Required work |
Please write out the complete listing that follows, exactly as it reads.

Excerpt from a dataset
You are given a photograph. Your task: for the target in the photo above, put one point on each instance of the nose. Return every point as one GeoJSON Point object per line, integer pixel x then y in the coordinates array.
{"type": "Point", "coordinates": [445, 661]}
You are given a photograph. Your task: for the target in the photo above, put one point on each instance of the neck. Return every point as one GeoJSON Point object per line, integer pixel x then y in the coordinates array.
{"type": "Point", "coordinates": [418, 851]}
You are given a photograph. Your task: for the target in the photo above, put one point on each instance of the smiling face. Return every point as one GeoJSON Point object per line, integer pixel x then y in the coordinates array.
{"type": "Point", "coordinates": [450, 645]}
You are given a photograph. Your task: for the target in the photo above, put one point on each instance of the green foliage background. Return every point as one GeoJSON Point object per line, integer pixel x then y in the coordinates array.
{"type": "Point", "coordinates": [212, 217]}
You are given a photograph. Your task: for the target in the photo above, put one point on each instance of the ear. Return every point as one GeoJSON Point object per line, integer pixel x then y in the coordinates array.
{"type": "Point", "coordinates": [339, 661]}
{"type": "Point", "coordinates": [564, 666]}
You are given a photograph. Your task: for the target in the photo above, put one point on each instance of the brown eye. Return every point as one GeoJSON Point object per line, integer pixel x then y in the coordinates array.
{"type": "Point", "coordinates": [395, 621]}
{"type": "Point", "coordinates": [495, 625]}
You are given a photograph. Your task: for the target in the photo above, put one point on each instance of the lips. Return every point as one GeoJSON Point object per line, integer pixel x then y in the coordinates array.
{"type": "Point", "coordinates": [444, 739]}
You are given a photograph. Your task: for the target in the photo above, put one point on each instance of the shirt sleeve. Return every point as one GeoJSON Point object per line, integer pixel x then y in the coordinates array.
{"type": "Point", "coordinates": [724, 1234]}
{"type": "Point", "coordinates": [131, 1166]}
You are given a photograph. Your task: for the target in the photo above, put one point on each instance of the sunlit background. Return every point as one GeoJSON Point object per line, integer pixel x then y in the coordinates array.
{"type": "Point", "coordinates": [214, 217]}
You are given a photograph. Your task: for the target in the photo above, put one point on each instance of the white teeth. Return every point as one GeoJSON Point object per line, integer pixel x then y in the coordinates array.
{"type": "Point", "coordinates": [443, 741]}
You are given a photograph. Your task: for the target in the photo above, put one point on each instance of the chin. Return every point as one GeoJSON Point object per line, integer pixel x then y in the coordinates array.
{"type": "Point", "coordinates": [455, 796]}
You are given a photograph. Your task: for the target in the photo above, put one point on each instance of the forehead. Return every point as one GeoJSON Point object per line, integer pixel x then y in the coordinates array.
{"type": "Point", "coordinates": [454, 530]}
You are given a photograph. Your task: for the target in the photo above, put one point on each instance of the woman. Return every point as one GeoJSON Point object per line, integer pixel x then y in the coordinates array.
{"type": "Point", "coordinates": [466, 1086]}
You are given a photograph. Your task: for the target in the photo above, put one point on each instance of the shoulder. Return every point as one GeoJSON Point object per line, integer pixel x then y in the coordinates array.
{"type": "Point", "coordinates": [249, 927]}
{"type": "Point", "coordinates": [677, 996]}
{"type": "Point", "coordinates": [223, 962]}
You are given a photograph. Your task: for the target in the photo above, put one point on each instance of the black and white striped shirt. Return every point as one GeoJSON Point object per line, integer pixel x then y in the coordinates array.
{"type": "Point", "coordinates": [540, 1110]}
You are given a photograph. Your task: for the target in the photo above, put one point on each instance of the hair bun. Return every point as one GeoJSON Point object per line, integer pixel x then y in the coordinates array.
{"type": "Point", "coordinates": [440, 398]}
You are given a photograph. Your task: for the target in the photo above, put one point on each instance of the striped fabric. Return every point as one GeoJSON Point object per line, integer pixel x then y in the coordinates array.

Response to the exercise |
You are given a photograph. Your task: for the target in the photo above, put one point on each instance of the nose. Return every point as one GeoJSON Point object per line, integer pixel x then y in the coordinates array.
{"type": "Point", "coordinates": [445, 661]}
You are given a photograph. Your task: for the target in the photo above, put one point on each instance of the neck. Return every point as one GeoJSON Point object per line, integer pixel x then y in the coordinates array.
{"type": "Point", "coordinates": [418, 851]}
You are given a photograph. Your task: for the target in the photo above, put one point on each instance of the smiling face. Return every point as one GeoJSON Point object per line, integer pixel x then y in the coordinates array.
{"type": "Point", "coordinates": [450, 645]}
You are given a photograph. Your task: for the target in the photo above, put one point on each instance of the green foliage background. Return every point as one GeoJSON Point object per line, integer pixel x then y in the coordinates array.
{"type": "Point", "coordinates": [212, 217]}
You are given a photograph. Your task: for the target in the photo above, put one point on each instance of the ear. Return every point as one GeoJSON Point object per line, integer pixel x then y in the coordinates array.
{"type": "Point", "coordinates": [339, 661]}
{"type": "Point", "coordinates": [564, 666]}
You are given a photograph. Your task: for the target in the photo above, put one point on each instance of the brown eye. Return every point as one GeoJSON Point object per line, integer pixel x then y in the coordinates array.
{"type": "Point", "coordinates": [395, 621]}
{"type": "Point", "coordinates": [495, 625]}
You are given a photograph. Your task: for the target in the photo above, put one point on each instance of the lips. Return every point as one GeoJSON Point object per line, integer pixel x then y in the coordinates array.
{"type": "Point", "coordinates": [444, 739]}
You are given a photograph. Your task: for the target in the photo above, put one point on each instance of the shirt sleeve. Return every point as one GeoJSON Point object per line, integer pixel x then y in the coordinates array.
{"type": "Point", "coordinates": [724, 1234]}
{"type": "Point", "coordinates": [131, 1166]}
You are given a photograph. Your task: for the target in the photo above, put one point on each instance of the sunlit background. Return every point as one GeoJSON Point object per line, integer pixel x then y in the coordinates array.
{"type": "Point", "coordinates": [214, 217]}
You are given a photograph. Your task: for the target in the photo above, put one point on each instance of the white teeth. Return every point as one GeoJSON Point object per line, integer pixel x then y in the coordinates array.
{"type": "Point", "coordinates": [443, 741]}
You are given a photograph. Your task: for the target in the photo above, put one point on each instance of the chin. Return every point as one GeoJSON Point object per line, integer pixel x then y in the coordinates array.
{"type": "Point", "coordinates": [455, 796]}
You are given a photograph. Your task: for the target in the photo above, put one point on each instance of the forehead. Return every point as one GeoJSON Point object per line, integer pixel x then y in the coordinates array.
{"type": "Point", "coordinates": [454, 530]}
You are given a photograph. Your task: for the target in the photo above, put one point on each instance of the woman. Return every point as one GeoJSON Point object per line, integer pixel x then y in the coordinates array.
{"type": "Point", "coordinates": [466, 1086]}
You are given a photograph. Your task: for the target in the photo above, put one point on each instance of the shoulder. Return every point as one GeoJSON Point object per line, integer pixel x then y in the coordinates array.
{"type": "Point", "coordinates": [249, 927]}
{"type": "Point", "coordinates": [677, 996]}
{"type": "Point", "coordinates": [223, 962]}
You are given a photograph. Your task: for the target in the photo above, put one point on each instance of the black and white striped shirt. Return every point as one GeoJSON Point object per line, integer pixel x then y in the coordinates array.
{"type": "Point", "coordinates": [540, 1110]}
You are given a photograph. Your task: for the target in the photo above, put one point on each instance of the hair bun. Return every point as one GeoJSON Point object per line, integer pixel x then y in the coordinates array.
{"type": "Point", "coordinates": [440, 398]}
You are given a photograph. Your task: for the target in the photo above, put one point on each instance of the striped fabric. Return every point as one GeoJSON Point object per line, integer pixel x then y in the coordinates array.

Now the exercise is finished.